What is expected:
The line containing "# Target: tennis racket" marks the start; return it and every line after it in the listing below, exactly, through the last.

[Location labeling records]
* BEGIN *

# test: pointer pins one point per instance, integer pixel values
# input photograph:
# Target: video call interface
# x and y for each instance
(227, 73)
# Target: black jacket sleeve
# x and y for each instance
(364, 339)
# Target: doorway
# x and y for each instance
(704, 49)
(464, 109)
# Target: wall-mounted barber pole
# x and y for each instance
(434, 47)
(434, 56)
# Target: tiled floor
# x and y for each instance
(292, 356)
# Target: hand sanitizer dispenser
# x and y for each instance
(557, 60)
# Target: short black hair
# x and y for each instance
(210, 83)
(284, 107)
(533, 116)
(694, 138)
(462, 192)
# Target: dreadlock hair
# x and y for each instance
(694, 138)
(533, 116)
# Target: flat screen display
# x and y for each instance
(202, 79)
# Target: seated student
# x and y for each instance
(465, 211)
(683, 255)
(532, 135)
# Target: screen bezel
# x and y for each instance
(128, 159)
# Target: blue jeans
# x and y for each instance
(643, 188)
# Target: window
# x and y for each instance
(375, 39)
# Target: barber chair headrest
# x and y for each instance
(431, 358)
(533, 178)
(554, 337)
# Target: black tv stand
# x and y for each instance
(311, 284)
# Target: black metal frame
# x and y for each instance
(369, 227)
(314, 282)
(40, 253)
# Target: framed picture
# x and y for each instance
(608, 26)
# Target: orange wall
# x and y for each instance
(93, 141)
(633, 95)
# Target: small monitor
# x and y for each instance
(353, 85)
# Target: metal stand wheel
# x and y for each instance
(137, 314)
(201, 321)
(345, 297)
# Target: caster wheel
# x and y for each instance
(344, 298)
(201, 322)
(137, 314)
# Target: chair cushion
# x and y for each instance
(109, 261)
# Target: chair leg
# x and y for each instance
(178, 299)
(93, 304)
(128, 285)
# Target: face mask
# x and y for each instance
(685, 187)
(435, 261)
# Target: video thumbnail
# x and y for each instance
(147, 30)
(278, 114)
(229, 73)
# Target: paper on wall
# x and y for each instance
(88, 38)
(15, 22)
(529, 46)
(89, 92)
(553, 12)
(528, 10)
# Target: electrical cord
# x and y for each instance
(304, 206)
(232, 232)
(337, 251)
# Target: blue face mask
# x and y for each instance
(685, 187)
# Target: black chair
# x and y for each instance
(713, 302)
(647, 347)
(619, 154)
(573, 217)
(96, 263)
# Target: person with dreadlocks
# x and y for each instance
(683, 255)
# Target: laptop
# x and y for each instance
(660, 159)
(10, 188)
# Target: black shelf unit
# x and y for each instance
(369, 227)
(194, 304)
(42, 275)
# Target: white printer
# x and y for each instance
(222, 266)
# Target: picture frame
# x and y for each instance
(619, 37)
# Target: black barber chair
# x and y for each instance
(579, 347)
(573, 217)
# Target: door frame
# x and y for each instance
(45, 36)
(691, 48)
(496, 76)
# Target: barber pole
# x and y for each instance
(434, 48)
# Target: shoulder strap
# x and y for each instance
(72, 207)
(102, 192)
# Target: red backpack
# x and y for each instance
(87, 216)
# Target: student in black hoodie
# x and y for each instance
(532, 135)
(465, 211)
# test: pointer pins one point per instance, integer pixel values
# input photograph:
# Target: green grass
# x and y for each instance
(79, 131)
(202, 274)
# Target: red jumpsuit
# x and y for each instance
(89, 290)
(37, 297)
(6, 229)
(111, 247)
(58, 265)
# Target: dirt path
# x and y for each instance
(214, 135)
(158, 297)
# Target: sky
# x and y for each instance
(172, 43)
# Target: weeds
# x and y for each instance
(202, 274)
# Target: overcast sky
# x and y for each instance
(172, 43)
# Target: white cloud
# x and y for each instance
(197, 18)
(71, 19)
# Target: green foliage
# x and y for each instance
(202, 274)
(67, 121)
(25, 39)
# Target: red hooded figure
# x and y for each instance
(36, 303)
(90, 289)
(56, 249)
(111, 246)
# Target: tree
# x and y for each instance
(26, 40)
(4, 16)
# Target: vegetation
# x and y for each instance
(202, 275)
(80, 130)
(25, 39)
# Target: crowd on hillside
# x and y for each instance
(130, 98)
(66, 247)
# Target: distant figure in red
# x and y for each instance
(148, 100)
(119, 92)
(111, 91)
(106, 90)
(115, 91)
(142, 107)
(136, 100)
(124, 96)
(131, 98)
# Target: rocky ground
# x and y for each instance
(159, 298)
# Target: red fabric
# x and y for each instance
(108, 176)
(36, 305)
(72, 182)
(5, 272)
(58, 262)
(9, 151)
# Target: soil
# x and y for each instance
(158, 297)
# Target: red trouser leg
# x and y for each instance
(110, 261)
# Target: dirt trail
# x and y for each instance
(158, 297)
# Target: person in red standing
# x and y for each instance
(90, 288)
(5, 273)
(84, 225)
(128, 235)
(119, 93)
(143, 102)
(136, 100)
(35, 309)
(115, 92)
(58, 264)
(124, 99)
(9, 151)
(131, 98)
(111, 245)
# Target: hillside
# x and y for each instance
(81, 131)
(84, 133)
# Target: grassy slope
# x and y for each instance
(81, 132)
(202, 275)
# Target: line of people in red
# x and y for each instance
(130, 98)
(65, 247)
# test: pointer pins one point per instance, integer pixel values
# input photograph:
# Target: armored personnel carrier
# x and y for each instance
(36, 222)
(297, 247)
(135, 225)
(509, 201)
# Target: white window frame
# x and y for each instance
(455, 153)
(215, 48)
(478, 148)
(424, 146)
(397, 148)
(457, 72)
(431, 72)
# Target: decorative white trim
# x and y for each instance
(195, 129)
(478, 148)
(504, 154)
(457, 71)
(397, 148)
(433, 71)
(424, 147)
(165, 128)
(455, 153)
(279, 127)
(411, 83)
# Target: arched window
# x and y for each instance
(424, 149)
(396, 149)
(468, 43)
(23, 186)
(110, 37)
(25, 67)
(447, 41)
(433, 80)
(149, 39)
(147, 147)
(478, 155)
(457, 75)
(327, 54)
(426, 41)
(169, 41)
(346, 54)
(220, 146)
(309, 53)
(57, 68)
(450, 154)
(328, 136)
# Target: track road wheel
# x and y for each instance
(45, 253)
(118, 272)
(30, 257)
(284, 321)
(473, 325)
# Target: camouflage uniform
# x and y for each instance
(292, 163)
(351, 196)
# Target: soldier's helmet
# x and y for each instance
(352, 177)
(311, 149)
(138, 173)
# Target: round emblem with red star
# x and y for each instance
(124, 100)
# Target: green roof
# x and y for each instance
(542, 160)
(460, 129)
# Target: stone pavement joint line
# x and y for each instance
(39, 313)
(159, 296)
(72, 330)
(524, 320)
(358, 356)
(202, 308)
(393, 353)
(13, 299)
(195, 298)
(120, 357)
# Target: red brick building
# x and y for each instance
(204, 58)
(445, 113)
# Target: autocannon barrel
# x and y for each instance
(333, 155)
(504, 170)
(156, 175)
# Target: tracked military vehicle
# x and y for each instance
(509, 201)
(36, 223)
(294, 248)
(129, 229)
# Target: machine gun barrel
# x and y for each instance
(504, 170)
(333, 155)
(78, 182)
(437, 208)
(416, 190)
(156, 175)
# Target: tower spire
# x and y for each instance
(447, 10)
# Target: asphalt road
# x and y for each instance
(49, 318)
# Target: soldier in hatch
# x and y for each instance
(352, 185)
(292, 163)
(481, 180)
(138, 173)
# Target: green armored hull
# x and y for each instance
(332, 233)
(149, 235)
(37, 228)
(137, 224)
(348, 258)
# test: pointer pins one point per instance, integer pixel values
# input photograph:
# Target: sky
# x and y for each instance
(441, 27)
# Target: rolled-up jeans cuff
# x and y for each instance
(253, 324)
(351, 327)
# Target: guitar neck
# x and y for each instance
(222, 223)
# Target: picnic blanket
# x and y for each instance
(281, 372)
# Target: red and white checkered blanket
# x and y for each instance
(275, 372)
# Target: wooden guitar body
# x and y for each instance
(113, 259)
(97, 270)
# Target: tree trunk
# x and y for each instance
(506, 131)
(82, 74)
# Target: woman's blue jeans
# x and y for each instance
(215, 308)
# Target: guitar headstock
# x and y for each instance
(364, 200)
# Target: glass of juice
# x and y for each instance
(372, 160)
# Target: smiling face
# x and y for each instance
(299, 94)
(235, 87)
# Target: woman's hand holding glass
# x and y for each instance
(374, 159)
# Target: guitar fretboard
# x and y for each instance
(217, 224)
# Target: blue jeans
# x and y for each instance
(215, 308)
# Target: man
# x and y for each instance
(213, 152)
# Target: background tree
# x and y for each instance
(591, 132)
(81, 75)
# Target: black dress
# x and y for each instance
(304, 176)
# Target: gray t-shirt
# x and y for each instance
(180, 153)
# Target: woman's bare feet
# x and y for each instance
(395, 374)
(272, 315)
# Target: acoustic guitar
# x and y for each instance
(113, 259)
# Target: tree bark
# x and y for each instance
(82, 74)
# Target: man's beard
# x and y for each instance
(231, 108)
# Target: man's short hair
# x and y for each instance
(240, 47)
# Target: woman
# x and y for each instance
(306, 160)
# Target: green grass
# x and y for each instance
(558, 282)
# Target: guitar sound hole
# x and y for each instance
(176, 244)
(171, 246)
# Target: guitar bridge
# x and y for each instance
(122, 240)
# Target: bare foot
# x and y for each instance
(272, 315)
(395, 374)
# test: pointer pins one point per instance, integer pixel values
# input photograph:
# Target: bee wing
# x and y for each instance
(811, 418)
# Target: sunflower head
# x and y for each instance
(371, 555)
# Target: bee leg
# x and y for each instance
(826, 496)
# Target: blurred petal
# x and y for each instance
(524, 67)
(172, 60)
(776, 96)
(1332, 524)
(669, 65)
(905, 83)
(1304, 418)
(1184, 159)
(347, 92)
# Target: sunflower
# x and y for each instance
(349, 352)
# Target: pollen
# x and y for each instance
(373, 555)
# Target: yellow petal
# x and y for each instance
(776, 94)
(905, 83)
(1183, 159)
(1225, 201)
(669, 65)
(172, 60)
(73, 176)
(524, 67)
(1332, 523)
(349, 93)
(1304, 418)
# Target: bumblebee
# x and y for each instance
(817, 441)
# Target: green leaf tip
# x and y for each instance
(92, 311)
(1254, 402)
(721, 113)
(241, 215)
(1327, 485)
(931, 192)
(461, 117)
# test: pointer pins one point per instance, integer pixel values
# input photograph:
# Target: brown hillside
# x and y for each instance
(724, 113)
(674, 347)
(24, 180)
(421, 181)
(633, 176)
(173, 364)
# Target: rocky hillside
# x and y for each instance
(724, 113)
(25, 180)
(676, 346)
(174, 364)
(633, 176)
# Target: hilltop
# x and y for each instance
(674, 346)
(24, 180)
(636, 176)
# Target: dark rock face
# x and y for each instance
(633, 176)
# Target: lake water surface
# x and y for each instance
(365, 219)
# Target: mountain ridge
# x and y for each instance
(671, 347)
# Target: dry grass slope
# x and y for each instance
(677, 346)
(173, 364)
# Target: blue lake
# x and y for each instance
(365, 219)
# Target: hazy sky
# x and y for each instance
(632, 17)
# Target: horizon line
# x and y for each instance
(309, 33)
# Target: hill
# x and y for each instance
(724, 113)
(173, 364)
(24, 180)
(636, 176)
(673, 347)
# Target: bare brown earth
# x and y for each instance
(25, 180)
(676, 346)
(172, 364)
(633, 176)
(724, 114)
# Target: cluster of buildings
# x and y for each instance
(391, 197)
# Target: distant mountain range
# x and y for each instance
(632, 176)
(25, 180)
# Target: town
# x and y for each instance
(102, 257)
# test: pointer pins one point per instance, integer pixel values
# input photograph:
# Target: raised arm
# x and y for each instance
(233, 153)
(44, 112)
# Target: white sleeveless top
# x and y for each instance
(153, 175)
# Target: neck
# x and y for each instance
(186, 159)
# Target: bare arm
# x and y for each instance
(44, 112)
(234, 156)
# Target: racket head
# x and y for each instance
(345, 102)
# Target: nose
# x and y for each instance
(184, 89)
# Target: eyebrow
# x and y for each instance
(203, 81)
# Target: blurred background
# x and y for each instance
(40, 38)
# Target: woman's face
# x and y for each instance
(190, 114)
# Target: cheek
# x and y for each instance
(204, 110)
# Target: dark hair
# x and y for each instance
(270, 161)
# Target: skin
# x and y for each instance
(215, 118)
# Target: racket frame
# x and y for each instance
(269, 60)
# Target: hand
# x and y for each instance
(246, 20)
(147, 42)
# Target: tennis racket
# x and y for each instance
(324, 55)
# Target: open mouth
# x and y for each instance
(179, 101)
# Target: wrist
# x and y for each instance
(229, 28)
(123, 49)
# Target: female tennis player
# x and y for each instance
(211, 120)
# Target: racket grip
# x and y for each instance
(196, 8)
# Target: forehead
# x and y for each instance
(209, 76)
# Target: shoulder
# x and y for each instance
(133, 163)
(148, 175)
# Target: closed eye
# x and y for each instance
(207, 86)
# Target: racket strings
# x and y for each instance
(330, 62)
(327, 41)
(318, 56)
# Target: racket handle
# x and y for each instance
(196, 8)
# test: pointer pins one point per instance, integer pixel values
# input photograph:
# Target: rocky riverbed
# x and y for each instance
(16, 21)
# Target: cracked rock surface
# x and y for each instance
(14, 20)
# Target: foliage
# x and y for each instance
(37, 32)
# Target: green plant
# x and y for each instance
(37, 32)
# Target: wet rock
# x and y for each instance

* END *

Response to the exercise:
# Target: tennis racket
# x and y for each instance
(324, 55)
# Target: open mouth
# x and y for each instance
(179, 101)
# Target: wrist
# x and y for each instance
(229, 28)
(123, 49)
# Target: female tennis player
# x and y for each instance
(211, 120)
# Target: racket grip
# x and y for each instance
(196, 8)
# Target: forehead
# x and y for each instance
(209, 76)
# Target: shoulder
# x and y for each instance
(133, 163)
(148, 175)
# Target: closed eye
# x and y for each instance
(207, 86)
# Target: racket strings
# x and y for each instance
(330, 62)
(327, 41)
(318, 56)
# Target: racket handle
# x and y for each instance
(196, 8)
# test: pointer pins one point per instance, integer pixel values
# input photograph:
# Target: rocky riverbed
# x and y for each instance
(16, 21)
# Target: cracked rock surface
# x and y for each instance
(14, 20)
# Target: foliage
# x and y for each instance
(37, 32)
# Target: green plant
# x and y for each instance
(37, 32)
# Target: wet rock
# x and y for each instance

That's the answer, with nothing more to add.